### What is required:
Rescale everything from the line containing "Pick out the euroleague" down to the line containing "<point>29,180</point>", both ends included, and write out only those lines, requests and all. Multiply every point coordinate in the answers by 2.05 and round to whole numbers, halves up, but leave the numbers in the requests and their format samples unchanged.

* Begin *

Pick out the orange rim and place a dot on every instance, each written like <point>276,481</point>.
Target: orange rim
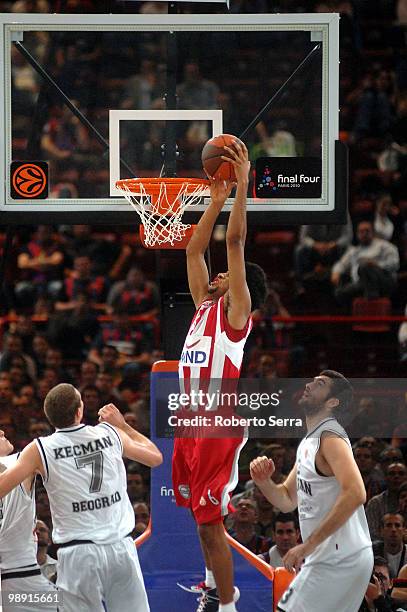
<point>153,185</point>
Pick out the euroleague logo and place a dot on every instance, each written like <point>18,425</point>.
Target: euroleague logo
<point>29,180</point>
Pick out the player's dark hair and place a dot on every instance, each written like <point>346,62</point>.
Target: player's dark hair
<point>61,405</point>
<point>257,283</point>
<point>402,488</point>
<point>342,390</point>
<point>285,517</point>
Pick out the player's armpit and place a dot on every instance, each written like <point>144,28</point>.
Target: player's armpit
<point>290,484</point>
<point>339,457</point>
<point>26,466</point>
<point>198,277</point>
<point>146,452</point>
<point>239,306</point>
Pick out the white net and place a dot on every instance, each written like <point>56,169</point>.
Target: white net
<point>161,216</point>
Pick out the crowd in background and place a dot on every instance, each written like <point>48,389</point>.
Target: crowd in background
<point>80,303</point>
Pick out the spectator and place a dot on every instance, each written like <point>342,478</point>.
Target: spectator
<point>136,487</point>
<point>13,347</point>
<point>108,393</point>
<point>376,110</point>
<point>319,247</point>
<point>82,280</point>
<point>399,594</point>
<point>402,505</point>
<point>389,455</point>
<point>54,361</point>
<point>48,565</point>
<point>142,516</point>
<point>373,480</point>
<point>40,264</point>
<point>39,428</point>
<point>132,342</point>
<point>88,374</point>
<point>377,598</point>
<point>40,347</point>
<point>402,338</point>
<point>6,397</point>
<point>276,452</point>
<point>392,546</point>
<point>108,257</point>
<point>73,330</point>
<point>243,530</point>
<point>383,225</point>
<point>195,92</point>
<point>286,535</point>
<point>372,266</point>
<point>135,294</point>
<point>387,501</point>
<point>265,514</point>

* End *

### Final answer:
Pick out the euroleague logo and place a dot on every instance, each written like <point>18,425</point>.
Target: euroleague logo
<point>59,369</point>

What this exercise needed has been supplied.